Source text »
————————

Tuesday, April 25, 2023
Studies show work reporting requirements reduce enrollment, limit access to care, but don’t increase employment
- HHS Factsheet on Medicaid Work Requirements
- Data by County
- California Impacts
- New York Impacts
- Pennsylvania Impacts
- Illinois Impacts
- Ohio Impacts
- Medicaid Enrollees Who are Employed: Implications for Unwinding the Medicaid Continuous Enrollment Provision
Today, the U.S. Department of Health and Human Services (HHS) released new analysis showing that approximately 21 million Americans’ health coverage and access to care would be jeopardized if the draconian Medicaid work reporting requirements proposed by Congressional Republicans were implemented. The information, based on data from the Centers for Medicare & Medicaid Services (CMS), estimates the harmful effects on all states that have expanded Medicaid under the Affordable Care Act. New state-by-state fact sheets provide county-level analysis for the five most populous expansion states – California, New York, Pennsylvania, Illinois, and Ohio. Overall, the results show that approximately 21 million people nationwide would be at risk of losing Medicaid coverage under the substantial bureaucratic red tape of the proposed new work reporting requirements if they were put in place.

————————

Exercise » Continue the HHS announcement about Medicaid work reporting requirements from where it ends, picking up right after its last sentence.

Information »
————————

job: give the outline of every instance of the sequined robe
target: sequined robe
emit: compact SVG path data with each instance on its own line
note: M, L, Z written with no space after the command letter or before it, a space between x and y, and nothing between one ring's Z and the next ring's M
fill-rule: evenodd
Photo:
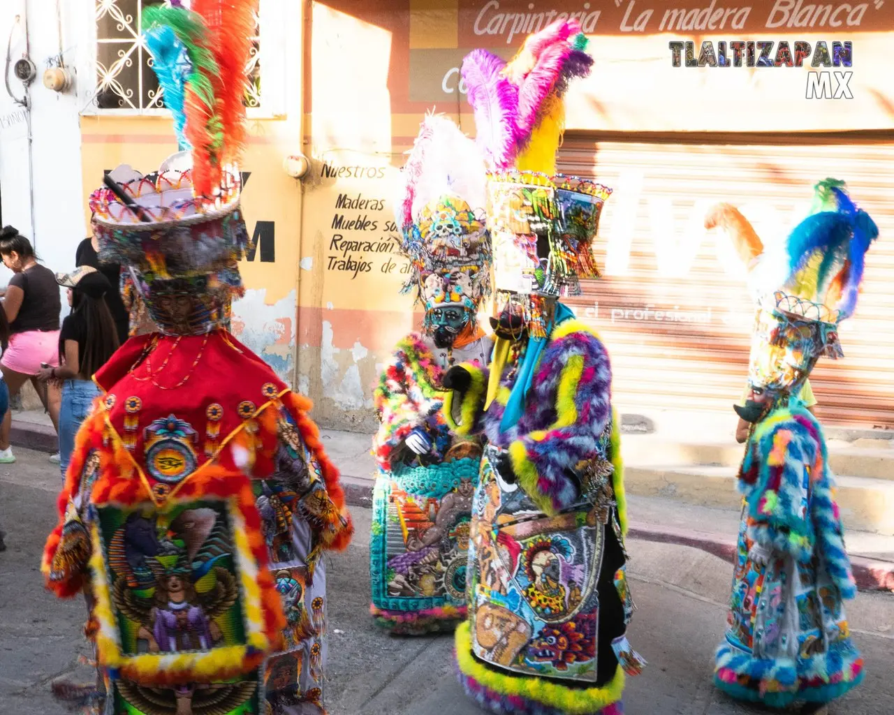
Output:
M132 338L96 381L42 568L88 596L94 711L323 713L321 557L352 527L310 403L221 330Z
M469 389L445 404L455 429L488 441L472 508L469 618L457 629L460 680L493 712L616 715L624 670L642 662L625 635L634 606L609 358L583 324L561 323L507 426L525 349L499 375L468 367ZM484 409L489 379L500 385ZM506 459L515 482L500 473Z
M863 678L843 601L856 593L825 440L800 402L750 436L726 637L714 682L740 700L825 702Z
M485 366L491 341L454 349L457 362ZM411 333L401 341L375 391L373 440L379 473L373 495L369 575L372 614L394 633L452 630L465 618L466 561L481 441L458 438L441 412L447 351ZM424 458L404 440L421 428Z

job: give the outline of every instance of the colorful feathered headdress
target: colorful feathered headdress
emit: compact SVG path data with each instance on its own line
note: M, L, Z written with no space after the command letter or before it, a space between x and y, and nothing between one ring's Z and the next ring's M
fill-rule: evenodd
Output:
M478 49L462 63L490 172L497 310L520 314L536 338L548 333L552 298L579 294L578 279L599 276L591 244L611 189L555 174L569 82L593 66L586 46L577 20L557 21L509 63Z
M485 227L486 179L476 143L450 119L428 114L401 172L395 214L401 250L425 305L423 328L456 335L474 328L490 293L490 241Z
M763 264L771 269L764 277L781 276L763 290L748 371L752 388L773 394L797 391L820 357L843 357L838 324L854 314L865 254L879 234L843 181L827 179L814 190L814 213L789 234L778 257L764 252L734 206L721 204L705 217L706 228L727 230L752 271Z
M772 260L778 280L763 293L781 290L802 301L823 306L832 322L850 317L866 251L879 230L869 214L850 198L844 181L826 179L814 187L812 213L789 234L781 256L770 256L748 220L733 206L720 204L708 212L705 228L726 229L740 257L754 269ZM766 278L764 279L766 280Z
M192 152L195 192L211 197L245 144L245 66L257 0L192 0L143 10L146 44L181 148Z
M529 36L509 63L484 49L466 55L462 79L489 169L555 172L569 81L593 66L586 45L577 20L557 21Z

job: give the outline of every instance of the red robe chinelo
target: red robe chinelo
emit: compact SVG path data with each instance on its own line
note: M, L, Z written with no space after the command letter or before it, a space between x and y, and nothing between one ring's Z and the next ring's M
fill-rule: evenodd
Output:
M310 402L222 329L131 338L95 380L42 565L87 595L94 711L325 712L320 557L352 527Z

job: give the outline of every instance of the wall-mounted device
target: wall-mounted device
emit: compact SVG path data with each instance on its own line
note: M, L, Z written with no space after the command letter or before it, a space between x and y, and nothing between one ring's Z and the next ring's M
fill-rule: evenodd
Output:
M72 72L64 67L50 67L44 72L44 87L54 92L67 92L73 84Z
M302 179L310 169L310 160L303 154L293 154L283 161L283 168L292 179Z
M16 79L25 85L33 82L34 78L38 76L38 68L28 57L16 60L15 64L13 65L13 72Z

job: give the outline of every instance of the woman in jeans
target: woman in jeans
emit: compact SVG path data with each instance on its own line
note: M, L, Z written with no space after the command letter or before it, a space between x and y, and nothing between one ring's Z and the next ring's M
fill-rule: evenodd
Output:
M68 288L72 312L59 332L59 367L46 367L39 378L63 383L59 411L59 466L63 479L74 449L74 435L90 411L99 388L93 374L118 349L118 332L105 296L114 290L108 279L89 265L56 273Z
M6 350L6 347L9 345L9 323L6 322L6 314L0 310L0 353ZM9 410L9 388L6 387L6 382L3 379L3 374L0 374L0 420L4 418L6 412ZM3 526L0 526L0 551L6 551L6 544L4 543L4 536L6 535L6 532L3 530Z
M53 272L38 263L31 242L12 226L0 230L0 256L14 275L3 293L3 310L9 322L9 349L4 351L3 375L11 397L30 380L58 432L59 391L43 390L38 373L43 364L58 365L59 288ZM0 426L0 464L15 461L9 446L9 410Z

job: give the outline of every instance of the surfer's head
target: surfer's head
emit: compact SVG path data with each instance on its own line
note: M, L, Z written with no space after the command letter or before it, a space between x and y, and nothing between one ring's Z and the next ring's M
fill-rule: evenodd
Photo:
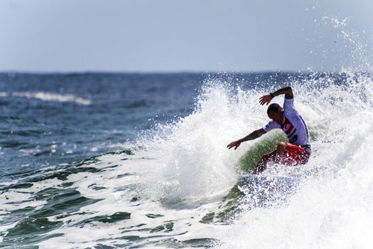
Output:
M282 109L280 105L276 103L271 104L267 109L268 117L281 124L282 123L283 112L283 109Z

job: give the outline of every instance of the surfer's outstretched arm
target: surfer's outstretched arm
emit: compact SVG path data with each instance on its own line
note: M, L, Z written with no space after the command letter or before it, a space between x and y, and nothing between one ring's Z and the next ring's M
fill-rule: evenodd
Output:
M268 105L268 104L269 104L269 102L271 102L271 100L272 100L274 97L283 94L285 95L285 98L286 99L292 99L293 97L294 97L294 95L293 95L293 90L291 89L291 88L286 87L281 89L279 89L276 92L271 92L269 95L261 97L259 99L259 103L261 105L264 104L266 104Z
M238 139L237 141L231 142L229 144L227 145L227 148L228 148L229 149L232 147L234 147L234 149L236 149L238 148L238 147L239 146L239 144L241 144L242 142L256 139L266 133L266 132L264 129L263 129L263 128L256 129L248 134L247 136L246 136L245 137L243 137L241 139Z

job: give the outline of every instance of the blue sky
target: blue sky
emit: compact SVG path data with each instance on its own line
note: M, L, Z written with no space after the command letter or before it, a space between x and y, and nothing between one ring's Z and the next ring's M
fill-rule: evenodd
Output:
M2 0L0 71L371 69L372 11L370 0Z

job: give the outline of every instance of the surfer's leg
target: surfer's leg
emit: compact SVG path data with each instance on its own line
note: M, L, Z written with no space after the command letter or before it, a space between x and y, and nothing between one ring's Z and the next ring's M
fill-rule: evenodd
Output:
M277 154L279 155L280 159L283 157L283 154L285 154L285 149L286 148L286 147L288 145L288 143L286 143L286 142L280 142L277 144L277 149L276 149L276 151L277 151Z
M252 174L259 174L263 172L266 169L267 163L269 161L278 161L277 151L272 152L271 153L266 154L261 157L261 159L259 160Z

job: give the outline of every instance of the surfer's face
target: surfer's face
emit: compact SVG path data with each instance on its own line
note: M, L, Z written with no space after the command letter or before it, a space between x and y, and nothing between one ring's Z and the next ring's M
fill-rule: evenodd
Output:
M283 109L279 108L277 110L277 112L271 111L268 114L268 117L276 122L276 123L281 124L282 123L282 112L283 111Z

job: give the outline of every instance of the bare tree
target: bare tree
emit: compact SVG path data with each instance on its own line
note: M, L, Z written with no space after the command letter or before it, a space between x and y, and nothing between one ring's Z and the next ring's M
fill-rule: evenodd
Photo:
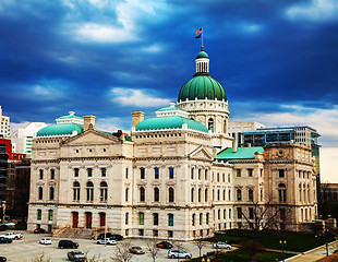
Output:
M147 250L149 251L153 262L156 262L157 258L160 254L159 248L156 246L157 240L155 238L148 239L146 241Z
M131 243L129 241L117 245L117 248L110 259L118 262L131 261L134 254L130 252L130 247Z

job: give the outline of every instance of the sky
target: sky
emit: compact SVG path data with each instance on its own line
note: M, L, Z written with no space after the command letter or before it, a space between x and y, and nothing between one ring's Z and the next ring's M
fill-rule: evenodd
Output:
M230 120L307 124L338 182L337 0L1 0L0 105L11 130L75 111L131 129L177 102L203 26Z

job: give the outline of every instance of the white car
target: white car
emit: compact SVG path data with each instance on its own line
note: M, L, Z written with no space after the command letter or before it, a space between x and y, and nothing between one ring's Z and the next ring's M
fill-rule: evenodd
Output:
M192 254L186 253L183 250L171 249L168 251L168 258L169 259L191 259Z
M51 239L50 238L41 238L39 240L39 243L43 243L43 245L51 245Z
M217 243L213 243L213 248L216 249L232 249L232 247L226 242L217 242Z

————————

Answer to this task »
Only one state has ever fully implemented work reporting requirements, and nearly 1 in 4 adults subject to the policy lost their health coverage—including working people and people with serious health conditions—with no evidence of increased employment. In fact, research shows that more than 95% of enrollees subject to the policy already met the requirements or should have qualified for an exemption – but many lost coverage because they couldn’t navigate the red tape. According to a recent HHS report, the vast majority of working-age Medicaid enrollees are already employed, have a disability, or are parents. However, loss of Medicaid coverage can force patients to change providers, skip medications, or face financial difficulties, and coverage loss has been tied to worse quality of care and worse health. In contrast, Medicaid coverage can support work by keeping people healthy while they are working or looking for work, studies have shown .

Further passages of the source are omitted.